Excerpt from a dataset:
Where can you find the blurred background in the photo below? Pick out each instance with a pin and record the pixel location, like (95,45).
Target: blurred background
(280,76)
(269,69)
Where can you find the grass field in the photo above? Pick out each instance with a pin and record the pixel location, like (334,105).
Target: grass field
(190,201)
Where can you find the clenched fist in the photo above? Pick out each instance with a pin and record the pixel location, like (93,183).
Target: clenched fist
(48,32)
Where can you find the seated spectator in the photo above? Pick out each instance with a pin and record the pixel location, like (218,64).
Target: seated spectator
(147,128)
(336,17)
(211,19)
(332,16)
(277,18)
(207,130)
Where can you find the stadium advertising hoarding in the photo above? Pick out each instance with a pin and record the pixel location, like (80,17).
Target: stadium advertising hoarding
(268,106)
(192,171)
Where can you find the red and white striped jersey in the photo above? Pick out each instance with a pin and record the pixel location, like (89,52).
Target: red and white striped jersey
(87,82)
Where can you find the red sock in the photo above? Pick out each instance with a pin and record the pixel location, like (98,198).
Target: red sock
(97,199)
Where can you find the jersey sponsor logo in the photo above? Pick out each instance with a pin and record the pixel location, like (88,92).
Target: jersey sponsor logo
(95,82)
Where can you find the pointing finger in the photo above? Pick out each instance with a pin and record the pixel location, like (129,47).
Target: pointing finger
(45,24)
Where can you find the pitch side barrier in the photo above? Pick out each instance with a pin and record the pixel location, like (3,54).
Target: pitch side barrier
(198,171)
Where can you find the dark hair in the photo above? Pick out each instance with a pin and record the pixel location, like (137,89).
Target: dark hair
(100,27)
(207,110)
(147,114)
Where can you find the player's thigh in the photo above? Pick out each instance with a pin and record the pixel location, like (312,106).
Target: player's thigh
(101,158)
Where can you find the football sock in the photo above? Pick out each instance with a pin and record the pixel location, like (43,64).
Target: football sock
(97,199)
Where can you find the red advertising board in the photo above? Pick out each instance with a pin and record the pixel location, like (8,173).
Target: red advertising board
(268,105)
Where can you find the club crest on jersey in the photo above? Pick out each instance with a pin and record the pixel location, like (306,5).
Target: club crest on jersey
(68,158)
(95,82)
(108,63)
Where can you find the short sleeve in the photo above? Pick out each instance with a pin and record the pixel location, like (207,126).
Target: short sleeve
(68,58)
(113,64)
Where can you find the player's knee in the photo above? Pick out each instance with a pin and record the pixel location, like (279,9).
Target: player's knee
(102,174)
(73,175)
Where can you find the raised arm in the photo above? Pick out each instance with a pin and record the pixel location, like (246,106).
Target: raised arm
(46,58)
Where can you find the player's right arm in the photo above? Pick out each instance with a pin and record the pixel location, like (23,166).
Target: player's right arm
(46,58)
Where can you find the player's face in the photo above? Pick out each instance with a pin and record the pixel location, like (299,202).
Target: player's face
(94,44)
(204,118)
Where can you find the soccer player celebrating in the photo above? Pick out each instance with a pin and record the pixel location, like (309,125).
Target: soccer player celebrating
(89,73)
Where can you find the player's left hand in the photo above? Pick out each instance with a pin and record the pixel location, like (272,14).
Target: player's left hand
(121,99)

### JOB
Every line of the records above needs to be given again exactly.

### REPLY TO THE TASK
Where can you find the blurred background in the photo below? Pick out each instance with a pin and record the pixel location, like (95,45).
Target: blurred background
(280,76)
(269,69)
Where can you find the grass field in the photo above? Pick out each instance with a pin and record the pixel location, like (334,105).
Target: grass field
(190,201)
Where can you find the clenched fist in the photo above? Pick out each instance with a pin and record the pixel location, like (93,183).
Target: clenched fist
(48,32)
Where can you find the seated spectator in the photo above? Pick out each instance with a pin and record the pixel location, like (218,64).
Target: seated spectator
(147,128)
(336,17)
(211,19)
(332,16)
(277,18)
(207,130)
Where can you find the stadium advertising hoarding in the photo above? Pick out each instance with a pin and record the pixel location, like (80,17).
Target: stadium advertising hoarding
(268,106)
(192,171)
Where can you find the red and white striped jersey in the photo above? Pick out each instance with a pin and record the pixel location, like (89,52).
Target: red and white striped jersey
(87,82)
Where can you find the red sock in the photo above? Pick out each instance with a pin and record the pixel location, like (98,198).
Target: red sock
(97,199)
Where can you find the jersey sponsor logo in the photo above? Pick out each instance with a pin and record the pixel location, like (88,92).
Target: jersey sponsor logo
(95,82)
Where can you find the pointing finger in the photo above? Pick out each instance with a pin and record the pixel location, like (129,47).
Target: pointing finger
(45,24)
Where can you find the pitch side barrier in the photo above? Pick out each instance with a pin and record the pixel location, like (3,54).
Target: pitch side barrier
(198,171)
Where can you find the dark hair in the photo above? Pick out each instance with a pin and record the pixel location, like (137,89).
Target: dark hair
(100,27)
(207,110)
(147,114)
Where can you find the player's thigh in the photo above? Pick out each instance with a pin and record the pixel location, like (312,106).
Target: player's thigh
(101,158)
Where can you find the football sock in the photo above? Pick out each instance with a pin and record the pixel location, like (43,64).
Target: football sock
(97,199)
Where can you find the red advertising board in the photo above? Pick out each instance with a pin and record the pixel location, like (8,173).
Target: red advertising board
(268,105)
Where can you find the club crest on jersey in the photo above? Pick out each instance with a pin and record the pixel location, like (306,5).
Target: club crest on jersey
(68,158)
(95,82)
(108,63)
Where can you find the short sleeve in the photo above? Pick out each instance with a pin and record the pixel location, like (207,126).
Target: short sleeve
(68,58)
(113,64)
Where can you find the player's knee in the photo above? Pick out each instance with a pin and record the pixel location, like (279,9).
Target: player's knee
(102,174)
(73,175)
Where can you find the raised arm in the photo above? Pick out each instance with a pin and record the pixel location, like (246,106).
Target: raised arm
(46,58)
Where can you find the player's right arm in the photo above? Pick out each instance with a pin and record the pixel location, like (23,166).
Target: player's right arm
(46,58)
Where can you find the player's face in the photo above? Pick out each instance with a pin and record the pixel location, like (299,202).
Target: player's face
(94,44)
(204,118)
Where can you find the soccer player celebrating in the photo above? Pick out each instance with a pin and record the pixel location, like (309,125).
Target: soccer player celebrating
(89,73)
Where can you find the player's left hand in the photo above? Pick out each instance with a pin and record the pixel location, like (272,14).
Target: player's left hand
(121,99)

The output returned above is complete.